→ Your task:
Everything from the line containing "Phrase: trimmed hedge" through the last line of the material below is to be copied exactly, ends included.

+++ Source material +++

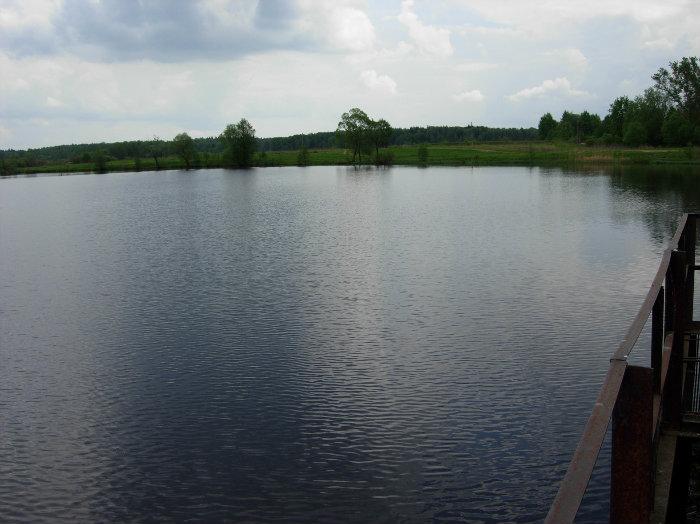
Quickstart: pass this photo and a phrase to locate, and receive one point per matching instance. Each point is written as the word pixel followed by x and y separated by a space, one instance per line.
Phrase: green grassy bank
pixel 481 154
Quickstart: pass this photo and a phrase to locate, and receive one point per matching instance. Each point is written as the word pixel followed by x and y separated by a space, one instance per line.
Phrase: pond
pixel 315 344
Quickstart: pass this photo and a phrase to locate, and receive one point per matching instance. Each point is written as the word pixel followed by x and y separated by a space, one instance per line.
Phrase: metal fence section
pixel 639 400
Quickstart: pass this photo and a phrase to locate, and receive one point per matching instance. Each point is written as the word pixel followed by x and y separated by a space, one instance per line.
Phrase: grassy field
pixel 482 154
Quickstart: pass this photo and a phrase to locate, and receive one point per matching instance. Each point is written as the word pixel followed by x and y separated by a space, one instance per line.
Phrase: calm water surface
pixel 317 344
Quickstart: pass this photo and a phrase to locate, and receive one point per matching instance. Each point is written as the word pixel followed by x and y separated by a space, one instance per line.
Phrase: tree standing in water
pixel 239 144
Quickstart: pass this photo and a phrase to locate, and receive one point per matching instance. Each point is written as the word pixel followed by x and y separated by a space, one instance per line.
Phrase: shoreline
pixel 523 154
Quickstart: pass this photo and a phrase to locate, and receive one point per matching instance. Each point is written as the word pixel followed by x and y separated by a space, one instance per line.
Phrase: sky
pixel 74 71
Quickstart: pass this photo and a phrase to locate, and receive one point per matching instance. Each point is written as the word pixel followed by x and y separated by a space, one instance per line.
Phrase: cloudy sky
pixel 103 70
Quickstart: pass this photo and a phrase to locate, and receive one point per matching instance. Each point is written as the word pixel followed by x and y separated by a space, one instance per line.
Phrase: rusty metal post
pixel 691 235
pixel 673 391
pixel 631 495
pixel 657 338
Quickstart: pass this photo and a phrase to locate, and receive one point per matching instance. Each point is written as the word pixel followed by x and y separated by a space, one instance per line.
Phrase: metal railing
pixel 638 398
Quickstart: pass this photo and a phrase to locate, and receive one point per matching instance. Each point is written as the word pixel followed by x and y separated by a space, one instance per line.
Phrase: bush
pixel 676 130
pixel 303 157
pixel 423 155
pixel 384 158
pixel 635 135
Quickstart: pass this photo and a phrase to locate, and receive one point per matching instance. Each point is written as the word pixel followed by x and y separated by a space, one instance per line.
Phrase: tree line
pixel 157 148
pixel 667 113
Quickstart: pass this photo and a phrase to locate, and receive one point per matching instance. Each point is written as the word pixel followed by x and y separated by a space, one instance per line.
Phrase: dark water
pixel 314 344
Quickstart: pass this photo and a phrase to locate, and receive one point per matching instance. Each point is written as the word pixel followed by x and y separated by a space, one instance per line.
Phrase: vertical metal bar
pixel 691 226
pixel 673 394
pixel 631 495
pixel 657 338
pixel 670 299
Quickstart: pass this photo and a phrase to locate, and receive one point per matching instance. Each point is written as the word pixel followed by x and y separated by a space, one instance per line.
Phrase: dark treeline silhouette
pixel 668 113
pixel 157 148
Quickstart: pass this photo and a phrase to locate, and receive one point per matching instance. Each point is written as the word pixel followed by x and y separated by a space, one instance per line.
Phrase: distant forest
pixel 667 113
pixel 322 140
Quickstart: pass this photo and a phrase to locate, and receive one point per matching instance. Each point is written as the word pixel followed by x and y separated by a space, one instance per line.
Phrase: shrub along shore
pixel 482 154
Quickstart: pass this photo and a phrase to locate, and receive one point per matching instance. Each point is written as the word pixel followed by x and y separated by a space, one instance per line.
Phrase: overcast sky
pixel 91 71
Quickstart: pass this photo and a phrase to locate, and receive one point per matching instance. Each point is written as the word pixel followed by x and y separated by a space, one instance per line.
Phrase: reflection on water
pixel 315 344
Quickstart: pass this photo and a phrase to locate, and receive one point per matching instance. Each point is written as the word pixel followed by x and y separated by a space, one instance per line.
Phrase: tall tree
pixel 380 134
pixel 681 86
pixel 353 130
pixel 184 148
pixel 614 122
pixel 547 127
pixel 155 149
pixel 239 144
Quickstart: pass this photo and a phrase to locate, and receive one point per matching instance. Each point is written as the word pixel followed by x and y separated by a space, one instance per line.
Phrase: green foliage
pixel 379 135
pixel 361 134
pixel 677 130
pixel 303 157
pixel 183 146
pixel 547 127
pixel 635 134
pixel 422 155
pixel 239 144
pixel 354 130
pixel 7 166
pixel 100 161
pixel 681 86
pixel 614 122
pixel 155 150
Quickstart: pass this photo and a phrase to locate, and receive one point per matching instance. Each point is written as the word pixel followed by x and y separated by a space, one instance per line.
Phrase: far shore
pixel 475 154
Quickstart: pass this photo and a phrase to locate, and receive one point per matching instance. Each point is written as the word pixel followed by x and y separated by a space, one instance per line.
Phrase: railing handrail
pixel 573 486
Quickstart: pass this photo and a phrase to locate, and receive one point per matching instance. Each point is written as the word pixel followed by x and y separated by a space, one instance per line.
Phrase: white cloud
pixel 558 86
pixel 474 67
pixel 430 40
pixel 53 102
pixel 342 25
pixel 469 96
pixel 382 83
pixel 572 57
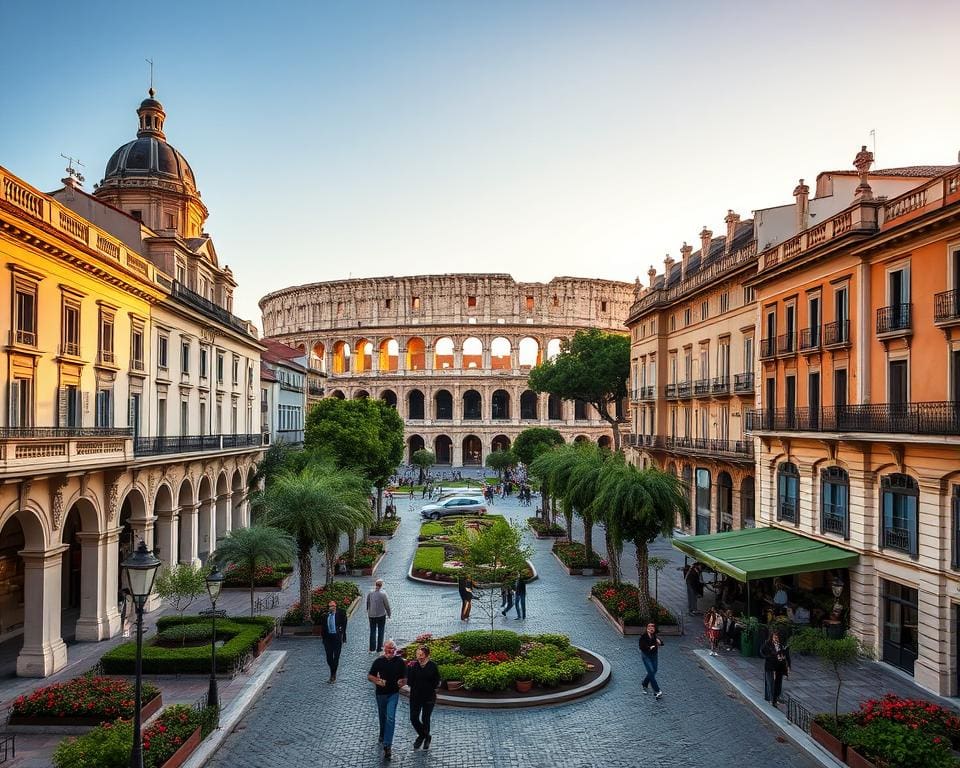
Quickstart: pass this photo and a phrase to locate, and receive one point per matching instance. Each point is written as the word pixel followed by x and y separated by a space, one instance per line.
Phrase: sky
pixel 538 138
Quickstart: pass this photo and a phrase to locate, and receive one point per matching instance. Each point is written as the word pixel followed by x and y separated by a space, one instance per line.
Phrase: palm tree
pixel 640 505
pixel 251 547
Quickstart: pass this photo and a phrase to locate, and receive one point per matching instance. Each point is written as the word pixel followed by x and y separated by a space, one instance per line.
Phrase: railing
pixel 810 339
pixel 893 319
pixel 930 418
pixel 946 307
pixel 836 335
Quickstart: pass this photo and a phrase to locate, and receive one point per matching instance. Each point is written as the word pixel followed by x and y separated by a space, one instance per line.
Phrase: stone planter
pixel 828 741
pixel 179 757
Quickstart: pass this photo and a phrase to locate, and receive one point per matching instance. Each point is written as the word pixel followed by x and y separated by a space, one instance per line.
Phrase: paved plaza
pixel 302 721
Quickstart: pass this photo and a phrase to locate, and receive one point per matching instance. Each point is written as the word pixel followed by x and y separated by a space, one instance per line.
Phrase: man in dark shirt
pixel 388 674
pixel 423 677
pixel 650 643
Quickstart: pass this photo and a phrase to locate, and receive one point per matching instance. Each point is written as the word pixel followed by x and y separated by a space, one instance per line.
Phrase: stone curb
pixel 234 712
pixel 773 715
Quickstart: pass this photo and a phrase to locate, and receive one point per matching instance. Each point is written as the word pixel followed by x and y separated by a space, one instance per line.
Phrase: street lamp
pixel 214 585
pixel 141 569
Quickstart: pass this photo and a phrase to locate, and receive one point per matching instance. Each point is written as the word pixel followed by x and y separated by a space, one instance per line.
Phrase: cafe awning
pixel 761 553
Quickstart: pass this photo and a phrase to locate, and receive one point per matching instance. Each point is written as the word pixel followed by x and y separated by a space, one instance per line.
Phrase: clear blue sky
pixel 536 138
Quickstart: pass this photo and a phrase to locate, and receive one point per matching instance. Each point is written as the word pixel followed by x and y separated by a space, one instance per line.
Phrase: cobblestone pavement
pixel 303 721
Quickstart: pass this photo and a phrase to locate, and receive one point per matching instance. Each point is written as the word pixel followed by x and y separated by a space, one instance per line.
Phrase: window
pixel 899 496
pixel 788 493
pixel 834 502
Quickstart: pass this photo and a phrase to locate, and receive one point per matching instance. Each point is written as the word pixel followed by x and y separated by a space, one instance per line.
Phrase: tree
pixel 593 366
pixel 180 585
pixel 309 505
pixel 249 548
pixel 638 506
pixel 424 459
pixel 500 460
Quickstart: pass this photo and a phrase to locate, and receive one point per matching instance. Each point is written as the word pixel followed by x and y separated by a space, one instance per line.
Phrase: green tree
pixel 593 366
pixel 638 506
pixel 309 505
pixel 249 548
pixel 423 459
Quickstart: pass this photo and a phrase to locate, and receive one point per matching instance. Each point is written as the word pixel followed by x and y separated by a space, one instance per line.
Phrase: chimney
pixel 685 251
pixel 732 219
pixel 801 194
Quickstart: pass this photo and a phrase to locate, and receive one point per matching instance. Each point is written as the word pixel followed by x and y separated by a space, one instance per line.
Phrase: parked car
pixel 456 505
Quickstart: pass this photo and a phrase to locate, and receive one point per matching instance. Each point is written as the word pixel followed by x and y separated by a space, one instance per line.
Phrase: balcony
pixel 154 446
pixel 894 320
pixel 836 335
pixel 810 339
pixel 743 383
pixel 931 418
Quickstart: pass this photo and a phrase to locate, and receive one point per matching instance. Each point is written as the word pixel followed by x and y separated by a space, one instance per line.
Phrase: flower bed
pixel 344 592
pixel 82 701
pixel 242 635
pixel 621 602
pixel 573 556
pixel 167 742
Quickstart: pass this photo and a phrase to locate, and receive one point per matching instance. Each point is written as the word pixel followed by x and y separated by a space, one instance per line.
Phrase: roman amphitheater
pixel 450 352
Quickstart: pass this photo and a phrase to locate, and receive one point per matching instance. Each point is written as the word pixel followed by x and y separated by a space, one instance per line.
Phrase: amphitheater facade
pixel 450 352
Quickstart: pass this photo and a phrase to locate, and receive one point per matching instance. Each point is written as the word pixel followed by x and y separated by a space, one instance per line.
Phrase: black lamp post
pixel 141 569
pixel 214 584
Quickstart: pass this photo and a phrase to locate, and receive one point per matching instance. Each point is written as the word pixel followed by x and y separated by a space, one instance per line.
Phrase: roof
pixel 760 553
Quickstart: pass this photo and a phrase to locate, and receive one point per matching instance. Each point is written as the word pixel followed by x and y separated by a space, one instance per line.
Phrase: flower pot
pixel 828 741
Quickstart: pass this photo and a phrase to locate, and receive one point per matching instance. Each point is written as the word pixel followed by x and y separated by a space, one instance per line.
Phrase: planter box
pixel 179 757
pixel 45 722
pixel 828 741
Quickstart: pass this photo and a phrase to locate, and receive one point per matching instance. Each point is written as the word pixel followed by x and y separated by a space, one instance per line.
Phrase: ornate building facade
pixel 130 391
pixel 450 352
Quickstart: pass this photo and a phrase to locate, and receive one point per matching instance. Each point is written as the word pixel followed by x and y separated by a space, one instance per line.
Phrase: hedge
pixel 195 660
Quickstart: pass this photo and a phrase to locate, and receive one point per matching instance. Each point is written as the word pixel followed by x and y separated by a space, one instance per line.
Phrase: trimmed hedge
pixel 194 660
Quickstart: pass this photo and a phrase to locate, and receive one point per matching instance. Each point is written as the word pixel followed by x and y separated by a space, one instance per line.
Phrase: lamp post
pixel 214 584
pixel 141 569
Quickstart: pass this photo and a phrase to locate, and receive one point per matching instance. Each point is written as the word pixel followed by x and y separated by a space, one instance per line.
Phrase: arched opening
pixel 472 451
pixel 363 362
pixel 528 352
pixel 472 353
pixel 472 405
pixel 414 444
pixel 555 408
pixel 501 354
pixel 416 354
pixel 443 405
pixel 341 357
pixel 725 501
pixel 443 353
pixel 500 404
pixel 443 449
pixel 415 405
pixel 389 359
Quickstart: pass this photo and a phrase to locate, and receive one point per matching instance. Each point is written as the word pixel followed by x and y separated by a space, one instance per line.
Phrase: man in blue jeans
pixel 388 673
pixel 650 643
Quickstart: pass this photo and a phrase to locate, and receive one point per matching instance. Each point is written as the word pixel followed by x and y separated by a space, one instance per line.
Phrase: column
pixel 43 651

+++

→ Completed task:
Phrase: trimmed hedge
pixel 194 660
Quickstart: pass this photo and a phrase to locate, and receive one point per matching instance. Each point is written as the word pixel followed by x and y separated by a space, one instance per line.
Phrase: lamp post
pixel 214 584
pixel 141 569
Quickstart: pass this photo and a phrase to locate, and receive one point per matching instance. Each point is written as the word pixel followed by x and y separated by a space, one instance per line.
Phrase: arched opening
pixel 472 451
pixel 363 362
pixel 528 352
pixel 472 353
pixel 472 405
pixel 414 444
pixel 555 408
pixel 501 354
pixel 416 354
pixel 443 405
pixel 341 357
pixel 725 501
pixel 443 353
pixel 500 404
pixel 443 449
pixel 415 405
pixel 389 359
Quickstart: pass this photo and a phrase to locate, and receive one point per matching instance. Each point is written as the word pixel followed by x and y separated by a space, one instance per line.
Phrase: man in blue jeans
pixel 388 673
pixel 650 643
Quickstart: pass this photo and a phrase to locate, and receive one point per matching instance. Each point is written as the word pixel followed by x and y separated by a space, one instance per line.
Phrase: column
pixel 43 651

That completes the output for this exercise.